Schriftliche Aufgabe:
Gib alle Zeilen der folgenden Einträge zurück, in denen das Wort „leafy“ vorkommt. Dabei zählt die Groß- und Kleinschreibung.

(Extrahierte Einträge)

━━━

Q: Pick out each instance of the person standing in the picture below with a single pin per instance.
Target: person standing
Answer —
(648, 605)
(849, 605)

━━━

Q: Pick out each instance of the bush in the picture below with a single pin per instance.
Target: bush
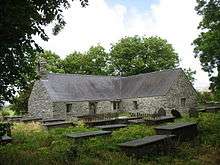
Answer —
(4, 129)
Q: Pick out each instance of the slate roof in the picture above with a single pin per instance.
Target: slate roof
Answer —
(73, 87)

━━━

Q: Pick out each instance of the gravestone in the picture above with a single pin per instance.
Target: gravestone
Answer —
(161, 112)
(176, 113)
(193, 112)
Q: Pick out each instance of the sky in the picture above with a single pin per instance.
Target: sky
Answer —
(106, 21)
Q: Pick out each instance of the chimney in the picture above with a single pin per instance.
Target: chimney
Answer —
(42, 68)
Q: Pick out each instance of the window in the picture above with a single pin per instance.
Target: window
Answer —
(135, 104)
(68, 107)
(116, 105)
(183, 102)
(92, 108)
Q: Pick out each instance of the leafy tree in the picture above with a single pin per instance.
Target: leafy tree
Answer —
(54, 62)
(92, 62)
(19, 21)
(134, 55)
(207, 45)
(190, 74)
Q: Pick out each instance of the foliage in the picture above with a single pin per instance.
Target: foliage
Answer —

━━━

Die Antwort:
Q: Pick out each instance of the leafy tree in the picture above with a single pin per instance.
Target: leafy tree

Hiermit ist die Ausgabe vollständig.